__YOUR GOAL__. Retype, with no changes, the lines of the records that begin with the line containing "Every instance of the red brick" and continue through the line containing "[[954, 262]]", including both of those lines.

----------

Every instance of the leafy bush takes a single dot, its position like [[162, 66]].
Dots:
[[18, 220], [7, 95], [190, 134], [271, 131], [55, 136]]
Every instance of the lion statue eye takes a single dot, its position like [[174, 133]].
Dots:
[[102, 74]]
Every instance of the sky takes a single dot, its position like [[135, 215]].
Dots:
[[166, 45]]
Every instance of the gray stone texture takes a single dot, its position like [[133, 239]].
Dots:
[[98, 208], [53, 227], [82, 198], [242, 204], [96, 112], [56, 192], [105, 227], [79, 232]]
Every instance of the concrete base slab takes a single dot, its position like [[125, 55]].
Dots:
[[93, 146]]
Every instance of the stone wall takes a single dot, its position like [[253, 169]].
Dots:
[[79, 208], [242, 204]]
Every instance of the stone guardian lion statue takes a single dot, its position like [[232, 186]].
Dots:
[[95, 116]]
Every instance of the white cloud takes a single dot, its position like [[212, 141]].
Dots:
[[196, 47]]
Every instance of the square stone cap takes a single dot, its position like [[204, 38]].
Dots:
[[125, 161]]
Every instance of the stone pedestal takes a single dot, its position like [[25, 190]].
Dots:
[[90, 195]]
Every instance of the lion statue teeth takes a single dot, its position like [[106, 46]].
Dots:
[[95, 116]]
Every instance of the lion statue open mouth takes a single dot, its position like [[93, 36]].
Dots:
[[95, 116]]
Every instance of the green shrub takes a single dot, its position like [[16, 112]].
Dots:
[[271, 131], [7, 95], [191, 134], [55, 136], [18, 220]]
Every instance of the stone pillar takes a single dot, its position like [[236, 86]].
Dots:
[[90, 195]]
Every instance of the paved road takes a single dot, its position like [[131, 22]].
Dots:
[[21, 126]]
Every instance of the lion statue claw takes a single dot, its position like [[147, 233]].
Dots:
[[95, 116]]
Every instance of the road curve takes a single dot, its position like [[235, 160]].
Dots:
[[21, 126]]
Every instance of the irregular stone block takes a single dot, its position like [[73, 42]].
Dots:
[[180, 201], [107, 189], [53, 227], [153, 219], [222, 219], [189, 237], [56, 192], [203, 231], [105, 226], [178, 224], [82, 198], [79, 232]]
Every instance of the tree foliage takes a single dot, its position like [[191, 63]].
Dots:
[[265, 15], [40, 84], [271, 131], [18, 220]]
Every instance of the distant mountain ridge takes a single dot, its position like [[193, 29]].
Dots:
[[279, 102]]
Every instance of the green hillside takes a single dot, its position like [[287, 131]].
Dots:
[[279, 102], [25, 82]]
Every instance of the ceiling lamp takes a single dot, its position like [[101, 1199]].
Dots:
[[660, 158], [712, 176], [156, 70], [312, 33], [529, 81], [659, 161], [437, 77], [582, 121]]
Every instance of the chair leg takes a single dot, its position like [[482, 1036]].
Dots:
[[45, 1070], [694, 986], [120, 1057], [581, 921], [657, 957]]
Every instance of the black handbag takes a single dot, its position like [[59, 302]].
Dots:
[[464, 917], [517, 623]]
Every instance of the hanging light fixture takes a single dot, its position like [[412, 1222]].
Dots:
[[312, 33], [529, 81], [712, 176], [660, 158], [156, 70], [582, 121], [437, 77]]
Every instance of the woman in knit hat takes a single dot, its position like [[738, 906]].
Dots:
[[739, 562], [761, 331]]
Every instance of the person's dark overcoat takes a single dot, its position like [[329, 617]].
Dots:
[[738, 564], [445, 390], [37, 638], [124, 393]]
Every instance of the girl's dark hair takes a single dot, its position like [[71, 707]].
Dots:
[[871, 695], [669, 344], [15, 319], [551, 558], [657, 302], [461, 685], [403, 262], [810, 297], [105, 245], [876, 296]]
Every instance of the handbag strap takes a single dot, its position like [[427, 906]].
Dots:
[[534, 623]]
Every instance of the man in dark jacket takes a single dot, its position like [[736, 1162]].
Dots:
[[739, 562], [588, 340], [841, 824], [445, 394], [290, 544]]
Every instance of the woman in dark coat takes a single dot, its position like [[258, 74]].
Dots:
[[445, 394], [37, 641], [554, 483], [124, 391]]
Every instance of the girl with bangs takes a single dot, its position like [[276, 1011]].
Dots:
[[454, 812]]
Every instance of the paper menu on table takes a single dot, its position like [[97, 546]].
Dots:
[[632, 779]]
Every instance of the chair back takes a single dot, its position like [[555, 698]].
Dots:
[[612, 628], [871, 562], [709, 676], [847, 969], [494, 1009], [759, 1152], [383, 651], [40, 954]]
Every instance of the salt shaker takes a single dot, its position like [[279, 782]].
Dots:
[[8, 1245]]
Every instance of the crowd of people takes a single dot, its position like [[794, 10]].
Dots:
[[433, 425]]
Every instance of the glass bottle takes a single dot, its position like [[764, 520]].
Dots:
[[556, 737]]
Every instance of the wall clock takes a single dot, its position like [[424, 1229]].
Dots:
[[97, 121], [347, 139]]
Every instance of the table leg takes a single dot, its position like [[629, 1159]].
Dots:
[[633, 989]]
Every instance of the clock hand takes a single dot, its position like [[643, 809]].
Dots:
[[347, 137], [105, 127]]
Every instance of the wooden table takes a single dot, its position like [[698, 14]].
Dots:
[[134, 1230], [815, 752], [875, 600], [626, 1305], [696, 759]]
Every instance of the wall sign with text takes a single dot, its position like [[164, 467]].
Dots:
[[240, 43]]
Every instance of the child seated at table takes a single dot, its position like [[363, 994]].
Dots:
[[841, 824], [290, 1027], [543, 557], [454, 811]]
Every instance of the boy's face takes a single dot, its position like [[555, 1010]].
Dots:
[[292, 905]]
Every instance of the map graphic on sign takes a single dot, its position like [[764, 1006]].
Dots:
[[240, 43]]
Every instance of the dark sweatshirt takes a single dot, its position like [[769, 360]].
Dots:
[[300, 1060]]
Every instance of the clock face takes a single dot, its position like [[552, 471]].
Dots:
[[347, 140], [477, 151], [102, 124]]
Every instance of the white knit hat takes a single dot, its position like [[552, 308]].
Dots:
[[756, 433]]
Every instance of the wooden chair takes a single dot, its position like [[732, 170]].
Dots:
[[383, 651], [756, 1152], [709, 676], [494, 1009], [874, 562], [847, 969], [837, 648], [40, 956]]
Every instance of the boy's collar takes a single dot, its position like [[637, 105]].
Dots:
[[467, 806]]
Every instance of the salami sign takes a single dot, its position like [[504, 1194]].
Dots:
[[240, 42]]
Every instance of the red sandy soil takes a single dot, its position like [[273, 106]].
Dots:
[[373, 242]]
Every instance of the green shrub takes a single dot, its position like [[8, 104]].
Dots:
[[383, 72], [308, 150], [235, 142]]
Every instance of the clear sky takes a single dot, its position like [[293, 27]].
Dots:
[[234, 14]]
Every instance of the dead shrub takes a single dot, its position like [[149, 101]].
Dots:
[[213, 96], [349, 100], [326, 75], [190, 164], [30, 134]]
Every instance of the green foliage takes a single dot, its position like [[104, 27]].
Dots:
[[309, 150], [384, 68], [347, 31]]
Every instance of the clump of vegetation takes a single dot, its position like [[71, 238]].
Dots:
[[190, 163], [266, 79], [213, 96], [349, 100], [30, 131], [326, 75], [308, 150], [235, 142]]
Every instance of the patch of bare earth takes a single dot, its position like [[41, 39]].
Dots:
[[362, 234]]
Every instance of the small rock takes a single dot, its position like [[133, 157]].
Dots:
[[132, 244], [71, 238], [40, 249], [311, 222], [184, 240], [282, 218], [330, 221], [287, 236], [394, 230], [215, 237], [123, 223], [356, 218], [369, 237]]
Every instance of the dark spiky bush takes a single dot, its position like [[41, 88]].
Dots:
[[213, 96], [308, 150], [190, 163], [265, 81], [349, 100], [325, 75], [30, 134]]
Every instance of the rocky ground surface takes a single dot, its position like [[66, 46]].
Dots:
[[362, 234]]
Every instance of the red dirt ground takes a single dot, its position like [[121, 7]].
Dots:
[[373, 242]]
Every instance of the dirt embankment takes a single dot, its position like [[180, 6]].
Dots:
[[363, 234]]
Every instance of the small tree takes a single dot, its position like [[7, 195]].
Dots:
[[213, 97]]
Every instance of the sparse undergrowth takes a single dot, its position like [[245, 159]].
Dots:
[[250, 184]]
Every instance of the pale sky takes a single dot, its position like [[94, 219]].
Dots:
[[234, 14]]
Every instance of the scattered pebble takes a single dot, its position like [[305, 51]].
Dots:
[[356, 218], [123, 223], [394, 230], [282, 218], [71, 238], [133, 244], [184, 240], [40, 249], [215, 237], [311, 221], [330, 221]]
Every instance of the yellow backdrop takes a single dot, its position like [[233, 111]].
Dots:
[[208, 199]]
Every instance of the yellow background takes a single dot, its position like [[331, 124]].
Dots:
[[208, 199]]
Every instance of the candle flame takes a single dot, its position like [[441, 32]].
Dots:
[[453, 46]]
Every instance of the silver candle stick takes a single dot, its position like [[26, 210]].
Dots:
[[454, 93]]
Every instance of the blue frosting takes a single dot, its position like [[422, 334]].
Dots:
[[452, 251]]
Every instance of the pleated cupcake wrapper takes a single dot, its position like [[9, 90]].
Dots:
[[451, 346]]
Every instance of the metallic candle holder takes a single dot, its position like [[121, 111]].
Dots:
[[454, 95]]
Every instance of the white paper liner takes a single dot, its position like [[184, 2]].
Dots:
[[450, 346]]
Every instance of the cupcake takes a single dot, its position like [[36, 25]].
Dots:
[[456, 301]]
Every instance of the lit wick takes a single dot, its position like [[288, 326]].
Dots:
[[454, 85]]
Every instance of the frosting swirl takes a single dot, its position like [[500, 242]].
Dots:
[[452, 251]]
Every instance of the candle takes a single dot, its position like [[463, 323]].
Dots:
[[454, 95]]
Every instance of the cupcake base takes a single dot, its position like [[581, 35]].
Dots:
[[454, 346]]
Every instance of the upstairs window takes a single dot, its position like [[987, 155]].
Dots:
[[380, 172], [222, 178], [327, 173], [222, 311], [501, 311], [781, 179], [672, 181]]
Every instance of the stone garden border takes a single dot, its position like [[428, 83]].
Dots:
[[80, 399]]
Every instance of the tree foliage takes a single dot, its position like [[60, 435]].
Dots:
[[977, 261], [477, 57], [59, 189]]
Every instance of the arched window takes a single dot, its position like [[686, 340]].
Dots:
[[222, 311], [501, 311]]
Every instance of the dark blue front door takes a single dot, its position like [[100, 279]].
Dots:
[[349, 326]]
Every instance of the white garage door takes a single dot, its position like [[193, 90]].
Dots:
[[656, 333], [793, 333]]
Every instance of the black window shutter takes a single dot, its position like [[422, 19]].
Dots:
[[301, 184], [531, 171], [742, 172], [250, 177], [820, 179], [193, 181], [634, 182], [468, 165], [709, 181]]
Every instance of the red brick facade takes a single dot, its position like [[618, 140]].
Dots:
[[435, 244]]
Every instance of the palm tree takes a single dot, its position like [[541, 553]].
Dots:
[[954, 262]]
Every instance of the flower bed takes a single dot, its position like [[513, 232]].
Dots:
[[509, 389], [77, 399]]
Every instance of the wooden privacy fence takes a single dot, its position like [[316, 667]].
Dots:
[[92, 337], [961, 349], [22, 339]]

----------

__OUTPUT__.
Every instance of the red brick facade takes a single dot, its position like [[618, 140]].
Dots:
[[435, 244]]
Every instance of the palm tree takes a single dot, its position like [[541, 553]].
Dots:
[[954, 262]]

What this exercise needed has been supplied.